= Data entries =
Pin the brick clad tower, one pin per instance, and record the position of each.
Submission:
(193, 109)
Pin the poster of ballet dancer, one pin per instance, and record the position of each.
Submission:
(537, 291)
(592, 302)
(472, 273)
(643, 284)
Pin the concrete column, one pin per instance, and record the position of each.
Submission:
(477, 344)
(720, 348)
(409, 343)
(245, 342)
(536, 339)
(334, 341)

= Directions for this task =
A word-for-word restatement of every record above is expected.

= Task solution =
Pin the brick clad tower, one pin per instance, and record the position of each.
Submission:
(193, 109)
Pin the poster of ballet dancer, one pin per instance, and record the position of each.
Submission:
(537, 291)
(592, 302)
(472, 273)
(643, 284)
Pin the concrete column, one pin per instance, and record the position of each.
Submission:
(477, 344)
(720, 348)
(409, 343)
(245, 342)
(536, 339)
(334, 341)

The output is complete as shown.